Requirement: In the records below, change every "photo" to "image" and reproduce all other text unchanged, leaving out the pictures.

Object point labels:
___

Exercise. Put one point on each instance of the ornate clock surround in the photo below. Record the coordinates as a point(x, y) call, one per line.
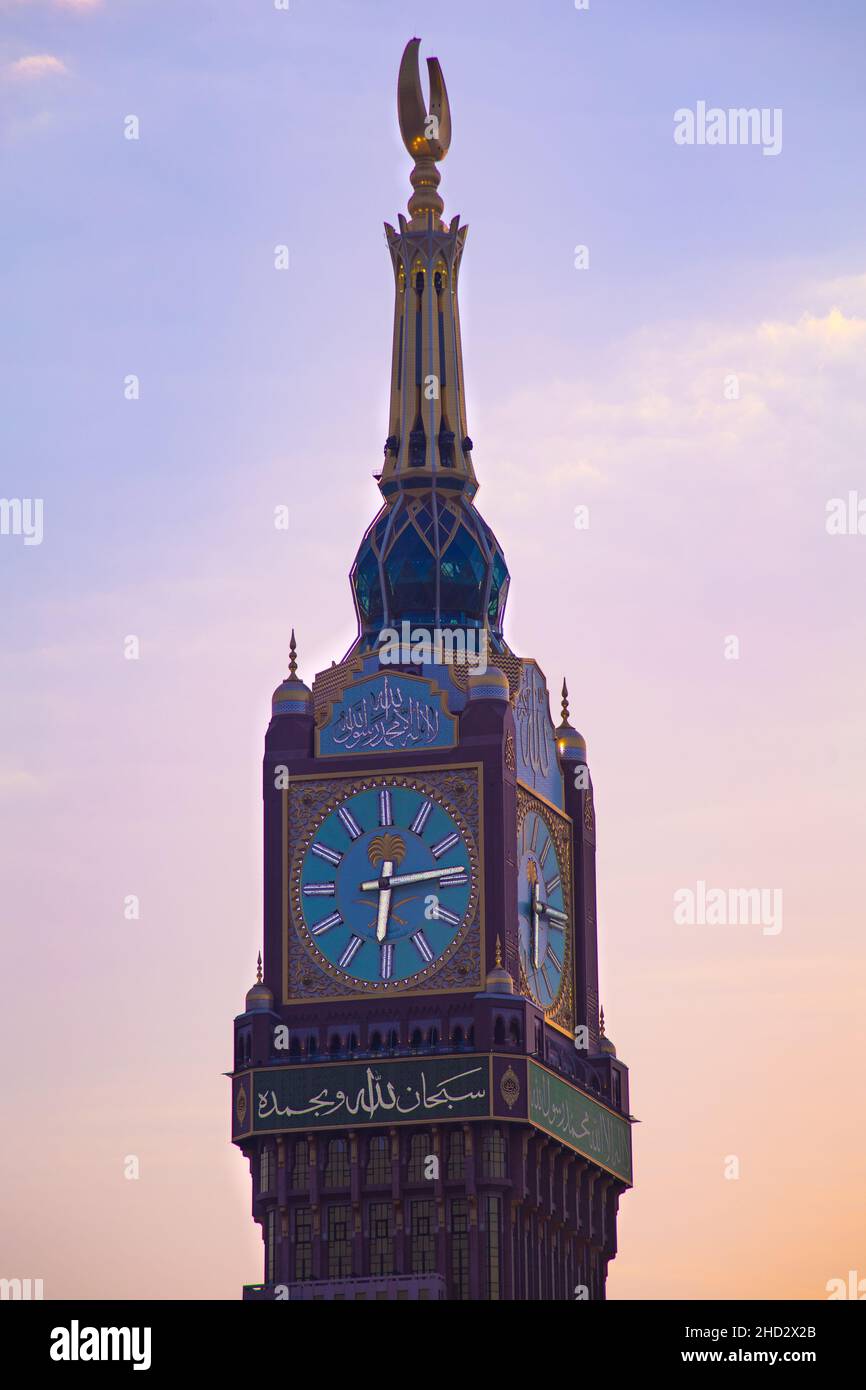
point(307, 975)
point(560, 830)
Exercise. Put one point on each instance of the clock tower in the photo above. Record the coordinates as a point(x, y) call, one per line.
point(423, 1084)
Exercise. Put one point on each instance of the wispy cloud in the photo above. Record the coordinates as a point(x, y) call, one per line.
point(36, 66)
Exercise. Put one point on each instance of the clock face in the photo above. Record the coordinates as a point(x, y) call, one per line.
point(544, 920)
point(387, 886)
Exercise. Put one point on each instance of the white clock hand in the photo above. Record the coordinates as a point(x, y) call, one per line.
point(552, 912)
point(535, 915)
point(398, 880)
point(381, 922)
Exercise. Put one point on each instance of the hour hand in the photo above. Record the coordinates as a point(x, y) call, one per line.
point(553, 913)
point(381, 922)
point(427, 876)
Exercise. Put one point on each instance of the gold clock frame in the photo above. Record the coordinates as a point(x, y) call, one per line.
point(338, 786)
point(560, 1012)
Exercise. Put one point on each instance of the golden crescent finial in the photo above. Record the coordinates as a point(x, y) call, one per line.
point(424, 135)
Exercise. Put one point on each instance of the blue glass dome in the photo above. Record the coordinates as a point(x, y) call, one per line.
point(430, 560)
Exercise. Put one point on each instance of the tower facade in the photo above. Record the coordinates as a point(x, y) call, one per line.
point(421, 1084)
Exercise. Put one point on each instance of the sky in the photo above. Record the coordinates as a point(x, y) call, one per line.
point(698, 388)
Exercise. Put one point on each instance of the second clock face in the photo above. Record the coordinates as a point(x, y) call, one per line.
point(387, 887)
point(542, 911)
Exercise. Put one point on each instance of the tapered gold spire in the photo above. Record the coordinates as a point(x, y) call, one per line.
point(427, 435)
point(426, 135)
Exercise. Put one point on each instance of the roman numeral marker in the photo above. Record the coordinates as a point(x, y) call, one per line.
point(438, 849)
point(349, 823)
point(555, 958)
point(334, 920)
point(453, 880)
point(385, 959)
point(421, 818)
point(421, 945)
point(444, 915)
point(332, 856)
point(352, 950)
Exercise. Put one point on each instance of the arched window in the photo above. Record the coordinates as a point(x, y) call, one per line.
point(492, 1155)
point(266, 1169)
point(300, 1169)
point(378, 1159)
point(456, 1154)
point(337, 1168)
point(419, 1148)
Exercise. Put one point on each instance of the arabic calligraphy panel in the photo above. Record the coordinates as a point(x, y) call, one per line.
point(580, 1122)
point(388, 712)
point(371, 1093)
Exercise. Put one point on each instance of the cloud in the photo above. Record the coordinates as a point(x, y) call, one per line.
point(36, 66)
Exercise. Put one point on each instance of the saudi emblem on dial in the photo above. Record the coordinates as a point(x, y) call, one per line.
point(387, 886)
point(542, 911)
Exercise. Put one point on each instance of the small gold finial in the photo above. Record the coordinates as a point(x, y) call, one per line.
point(427, 136)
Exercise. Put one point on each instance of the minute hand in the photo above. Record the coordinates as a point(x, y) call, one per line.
point(399, 879)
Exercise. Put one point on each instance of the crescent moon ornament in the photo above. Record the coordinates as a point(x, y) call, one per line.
point(426, 134)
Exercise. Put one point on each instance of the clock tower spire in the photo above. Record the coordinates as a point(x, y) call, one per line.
point(421, 1086)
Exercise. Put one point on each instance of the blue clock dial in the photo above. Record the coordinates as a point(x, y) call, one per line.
point(542, 911)
point(387, 886)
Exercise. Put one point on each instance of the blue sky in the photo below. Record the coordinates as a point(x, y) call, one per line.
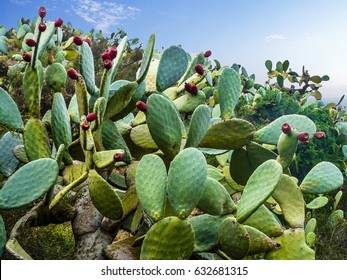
point(310, 33)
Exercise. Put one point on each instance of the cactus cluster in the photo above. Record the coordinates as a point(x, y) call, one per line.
point(163, 157)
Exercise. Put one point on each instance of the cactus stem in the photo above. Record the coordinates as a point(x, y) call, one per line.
point(68, 188)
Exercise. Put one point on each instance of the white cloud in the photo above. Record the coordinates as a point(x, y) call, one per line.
point(274, 37)
point(21, 2)
point(104, 15)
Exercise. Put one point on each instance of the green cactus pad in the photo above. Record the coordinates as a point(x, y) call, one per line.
point(289, 197)
point(233, 238)
point(199, 59)
point(104, 196)
point(271, 133)
point(2, 236)
point(146, 59)
point(104, 159)
point(186, 181)
point(20, 154)
point(229, 135)
point(199, 123)
point(187, 103)
point(258, 189)
point(205, 227)
point(173, 64)
point(45, 37)
point(259, 242)
point(318, 202)
point(169, 239)
point(36, 140)
point(120, 99)
point(112, 139)
point(81, 97)
point(293, 247)
point(310, 226)
point(322, 178)
point(229, 88)
point(151, 184)
point(141, 136)
point(28, 183)
point(240, 166)
point(87, 67)
point(214, 173)
point(121, 48)
point(258, 154)
point(55, 76)
point(32, 81)
point(60, 124)
point(10, 116)
point(215, 199)
point(265, 221)
point(8, 161)
point(164, 124)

___

Response to the task:
Exercise. Put one point on each instance of the ornate clock surround in the image below. Record the coordinates as a point(x, y) call, one per line.
point(307, 975)
point(560, 830)
Exercise. Put one point on each instance of the clock tower in the image above. Record the coordinates as a point(x, y) call, one per line.
point(423, 1084)
Exercise. Put one point on each instance of the wispy cloud in the image above. Record the coordinates as a point(x, y) call, one per line.
point(36, 66)
Exercise. Put one point on each instance of the clock face in the image above. Record the coordinates as a point(x, y) call, one per line.
point(544, 920)
point(387, 886)
Exercise. Put one point on each instance of the white clock hand in the image above. Record the coordinates as a point(x, y) call, one per line.
point(552, 912)
point(535, 915)
point(398, 880)
point(381, 922)
Exercise. Put one point on each instance of the hour hand in the image above. Record the coordinates as a point(x, y) call, one per line.
point(553, 913)
point(381, 922)
point(427, 876)
Exercise. Put one point on each instance of the gold clock frame in the image above. Record the coordinates as a point(x, y) call, one per line.
point(338, 786)
point(560, 1012)
Exercise. Put one point on each instance of the golden crescent finial in the image above. Record the coordinates as a point(x, y) call, one per line.
point(424, 135)
Exercise. Put one point on each instance of the blue glass dome in the image above. Record the coordinates as a point(x, y) call, one per line.
point(430, 560)
Exercise. Put one point on each instance of the tower facade in the image above. Record the coordinates as a point(x, y) call, one per line.
point(421, 1084)
Exercise. Put one point on each instance of the sky in the image above. Record the coordinates as a point(x, y) call, one per line.
point(698, 388)
Exercise. Put one point on each instance of the second clock face in the image above. Record the coordinates as a point(x, y) call, one per line.
point(387, 887)
point(542, 911)
Exercise. Put one point on each instance of the tapered gold spire in the image above. Record the coordinates as a point(x, y) call, one per line.
point(427, 435)
point(426, 135)
Exercise. Put one point on each instance of the roman numeral marker in the image above. Record the coordinates as a point(x, y) call, one per line.
point(438, 849)
point(349, 823)
point(555, 958)
point(334, 920)
point(453, 880)
point(385, 959)
point(421, 818)
point(421, 945)
point(444, 915)
point(332, 856)
point(352, 950)
Exercise. Put one point on each instance of the arched window in the image above. Record the coordinates as a point(x, y) call, one per line.
point(492, 1155)
point(266, 1169)
point(300, 1169)
point(378, 1159)
point(456, 1154)
point(337, 1168)
point(419, 1148)
Exercise. Put one point on each instance of the arabic calligraphy panel in the image above. Record the coordinates as a point(x, y) call, one per line.
point(580, 1122)
point(388, 712)
point(371, 1093)
Exercise. Put one point on each instance of the cloud in the image above. Record the coordinates as a point(x, y) call, one per line.
point(36, 66)
Exercise. Put one point on each instance of the saudi emblem on dial in the image above. Record the coordinates as a point(x, y) call, one per line.
point(387, 886)
point(542, 911)
Exercise. Put one point on each instance of the small gold finial in the image above. Record the coordinates as a point(x, y) call, one per line.
point(427, 136)
Exercise. Put one point on each instance of the minute hand in the image above. Record the coordinates as a point(x, y) call, one per line.
point(399, 879)
Exercise. Put one point on each instance of the crescent moon ornament in the image above. Record the coordinates as a point(x, y) call, one per line.
point(426, 134)
Exercise. Put one point on each instance of the clock tower spire in the image above. Record the coordinates as a point(x, y) call, one per line.
point(421, 1086)
Exercise. Put one point on each instance of the blue clock dial in the image above. Record the coordinates as a point(x, y) call, one per line.
point(542, 911)
point(387, 886)
Exercise. Put one point on each instance of the blue sky in the image below. Record the coordinates as a point(x, y) call, one per line.
point(310, 33)
Exercise. Put one point on each instance of the cactus cluster in the image above. Record the coordinates as a point(x, y) call, one per line.
point(163, 157)
Exercise. Put one point on each instance of the cactus stem in the image above. Record the coordinates as a point(x, y) call, one per line.
point(68, 188)
Exercise. Put one point on each instance of the white cloud in the image above. Record the coordinates as a point(x, y) call, one per line.
point(274, 37)
point(21, 2)
point(104, 15)
Exercise. Put one point on each instance of the green cactus pad in the image above. Record the coordinates as a point(x, y) call, one per line.
point(289, 197)
point(233, 238)
point(199, 59)
point(104, 196)
point(271, 133)
point(2, 236)
point(146, 59)
point(104, 159)
point(186, 181)
point(20, 154)
point(229, 135)
point(199, 123)
point(187, 103)
point(258, 189)
point(205, 227)
point(173, 64)
point(45, 37)
point(259, 242)
point(318, 202)
point(169, 239)
point(36, 140)
point(120, 99)
point(112, 139)
point(81, 97)
point(293, 247)
point(310, 226)
point(322, 178)
point(229, 88)
point(151, 184)
point(141, 136)
point(28, 183)
point(240, 166)
point(87, 67)
point(214, 173)
point(121, 48)
point(258, 154)
point(55, 76)
point(32, 81)
point(60, 124)
point(10, 116)
point(215, 199)
point(265, 221)
point(8, 161)
point(164, 124)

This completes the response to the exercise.